> Given entries:
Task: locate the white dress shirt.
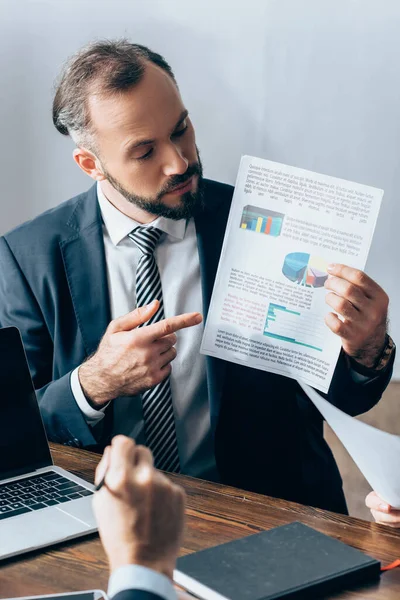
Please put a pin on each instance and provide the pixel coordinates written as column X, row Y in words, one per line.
column 178, row 263
column 136, row 577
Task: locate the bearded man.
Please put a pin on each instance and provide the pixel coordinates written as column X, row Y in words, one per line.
column 108, row 290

> Problem requirements:
Convert all the entries above into a JSON array of strings, one string per line, with blank lines omitted. Exclude the pictures from the output.

> Response for this exercise:
[
  "Task: locate the white dress shirt.",
  "Please put a pin on each instance and provide the pixel coordinates written as column X, row Y in words, one per line.",
  "column 178, row 263",
  "column 136, row 577",
  "Task: locate the bearded man.",
  "Please put a pin on each instance and provide the pixel coordinates written as column X, row Y in words, one per line.",
  "column 108, row 290"
]